▶ [Text passage]

When an Eagles player makes a mistake in a game, he won't hear about it in a team meeting. There have been enough problems to point out during the team's three-game losing streak, but any issues are dealt with when position groups meet - not when coach Chip Kelly has the whole team together, or defensive coordinator Bill Davis has the whole defense together.

This is not the way Eagles safety Malcolm Jenkins prefers problems to be solved. When Jenkins said on his WIP-FM show Monday night that the Eagles don't do a good job of holding players accountable, he was referring to the coaching staff's decision not to address their problems when the team is together.

"It's just my opinion," Jenkins said Tuesday when the Eagles returned to practice for Sunday's game against the New England Patriots. "From a coaching style, I was brought up a little different. Most mistakes that players make were brought up in the team setting. But the approach here is in the individual rooms. That's by design. It's on purpose. A lot of times when things happen . . . mistakes aren't necessarily pointed out in front of the entire defense."

Jenkins has brought this up with Davis and the coaching staff feels differently than the safety. The Eagles are not changing, although Jenkins would not divulge why. He said it's not his place to tell coaches how to coach; it's just not what he's used to in his playing career.

"Me and Billy talk pretty often," Jenkins said. "I've been pretty open about how I feel. But I'm not a coach. And that's fine. I think, at this point, everybody is obviously frustrated and looking for answers. . . .

"I want to know what the plan is moving forward - what is the mistake and what are we trying to correct. But that approach isn't always right. There's a thousand ways to skin a cat. It's just my personal opinion. They expressed to me why we do it the way we do it. And I'm completely fine with that."

Different coaches have different styles. Linebacker Connor Barwin said when he was in Houston, coach Gary Kubiak would call out a player in front of the team. Barwin said that's not necessarily a better method, and he has seen that go the wrong way.

▶ [Work instructions] Can you pick up the passage about Malcolm Jenkins and how the Eagles coaches handle player mistakes, continuing on from its last sentence?

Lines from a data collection
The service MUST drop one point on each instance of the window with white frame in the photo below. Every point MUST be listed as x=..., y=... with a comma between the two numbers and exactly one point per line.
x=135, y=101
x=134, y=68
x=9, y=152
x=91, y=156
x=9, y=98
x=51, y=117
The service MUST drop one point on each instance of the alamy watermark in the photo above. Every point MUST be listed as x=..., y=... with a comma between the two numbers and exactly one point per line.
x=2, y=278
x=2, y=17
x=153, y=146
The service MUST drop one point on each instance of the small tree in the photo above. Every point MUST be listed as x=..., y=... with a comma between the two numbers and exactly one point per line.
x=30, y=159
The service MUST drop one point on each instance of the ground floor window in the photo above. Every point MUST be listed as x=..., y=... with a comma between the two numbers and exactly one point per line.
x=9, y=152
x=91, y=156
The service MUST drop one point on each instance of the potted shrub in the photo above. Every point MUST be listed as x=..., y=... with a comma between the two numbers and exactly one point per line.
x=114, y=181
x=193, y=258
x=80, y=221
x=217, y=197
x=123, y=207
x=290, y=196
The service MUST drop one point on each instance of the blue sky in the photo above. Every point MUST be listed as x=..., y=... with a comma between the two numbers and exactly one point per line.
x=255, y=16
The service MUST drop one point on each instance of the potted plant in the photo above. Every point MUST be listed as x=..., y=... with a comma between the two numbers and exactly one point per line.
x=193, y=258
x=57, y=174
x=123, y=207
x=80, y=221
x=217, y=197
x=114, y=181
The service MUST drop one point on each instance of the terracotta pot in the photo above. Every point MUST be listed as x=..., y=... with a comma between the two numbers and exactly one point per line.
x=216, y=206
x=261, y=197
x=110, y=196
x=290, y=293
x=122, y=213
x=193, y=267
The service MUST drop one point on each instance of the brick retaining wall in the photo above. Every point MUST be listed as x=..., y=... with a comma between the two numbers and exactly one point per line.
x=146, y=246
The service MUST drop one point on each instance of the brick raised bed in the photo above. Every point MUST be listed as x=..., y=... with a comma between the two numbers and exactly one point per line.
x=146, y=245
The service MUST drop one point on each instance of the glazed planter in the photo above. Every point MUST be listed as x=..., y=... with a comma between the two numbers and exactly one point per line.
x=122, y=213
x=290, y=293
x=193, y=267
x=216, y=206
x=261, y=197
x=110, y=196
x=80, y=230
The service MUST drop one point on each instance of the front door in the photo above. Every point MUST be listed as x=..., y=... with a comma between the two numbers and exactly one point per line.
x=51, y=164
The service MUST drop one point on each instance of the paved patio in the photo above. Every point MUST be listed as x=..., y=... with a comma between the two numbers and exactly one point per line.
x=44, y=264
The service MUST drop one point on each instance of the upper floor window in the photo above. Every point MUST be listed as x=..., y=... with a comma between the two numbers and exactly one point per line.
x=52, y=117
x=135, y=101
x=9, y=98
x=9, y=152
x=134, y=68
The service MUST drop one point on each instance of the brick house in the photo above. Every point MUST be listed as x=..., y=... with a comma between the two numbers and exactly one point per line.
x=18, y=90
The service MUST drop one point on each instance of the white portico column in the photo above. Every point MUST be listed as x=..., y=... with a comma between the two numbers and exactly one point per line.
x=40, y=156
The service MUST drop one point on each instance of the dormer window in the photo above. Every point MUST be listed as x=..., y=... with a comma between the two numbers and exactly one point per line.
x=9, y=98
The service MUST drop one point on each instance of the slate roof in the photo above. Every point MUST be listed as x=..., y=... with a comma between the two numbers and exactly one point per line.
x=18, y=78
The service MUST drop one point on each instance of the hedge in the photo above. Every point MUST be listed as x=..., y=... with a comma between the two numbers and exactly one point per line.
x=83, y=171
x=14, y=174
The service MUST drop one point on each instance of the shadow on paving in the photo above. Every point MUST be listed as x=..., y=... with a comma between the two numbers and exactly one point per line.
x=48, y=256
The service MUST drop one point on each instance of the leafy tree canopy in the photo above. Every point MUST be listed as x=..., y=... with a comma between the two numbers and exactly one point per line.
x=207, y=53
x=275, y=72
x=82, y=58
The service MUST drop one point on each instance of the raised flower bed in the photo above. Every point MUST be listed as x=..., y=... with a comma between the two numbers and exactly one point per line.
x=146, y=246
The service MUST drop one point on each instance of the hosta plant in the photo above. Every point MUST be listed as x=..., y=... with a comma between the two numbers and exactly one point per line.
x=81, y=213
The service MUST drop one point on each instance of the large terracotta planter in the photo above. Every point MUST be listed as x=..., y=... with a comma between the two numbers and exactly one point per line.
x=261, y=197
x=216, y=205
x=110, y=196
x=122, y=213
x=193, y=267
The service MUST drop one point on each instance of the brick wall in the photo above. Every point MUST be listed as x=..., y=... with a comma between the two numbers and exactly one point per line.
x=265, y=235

▶ [Your response]
"You have to be careful," Barwin said. "Grass isn't always greener."

Jenkins' honesty on the radio show was not limited to holding players accountable. He also said the Eagles need to "slow down" throughout their daily schedule and that they are too predictable in the red zone, where they are heavy on blitzes and could be more versatile.

"Malcolm had a nice night, huh?" Davis said of Jenkins' radio comments.

Davis said the Eagles are "no more or less predictable than anybody else." Defenses are either rushing everyone, dropping into coverage, or committed to stopping the run.

"We move in and out of different coverages, and we show blitz and drop back," Davis said. "You can talk about red zone, but you also talk about third down. It not predictability because we do have enough scheme down there that I think we move in and out of it. Everybody's entitled to their opinion.

"I respect Malcolm, his opinion. I respect all the guys and their opinions. I actually enjoy getting the feedback from all the guys and seeing how we can make it better. Because at the end of the day, it's about us getting it done and getting a win."

The Eagles have allowed 90 points in their last two games, when a defense that had been stout earlier this season crumbled in humiliating fashion. Davis said that fixing the defense "starts with me" and that he "cannot overreact and cannot underreact."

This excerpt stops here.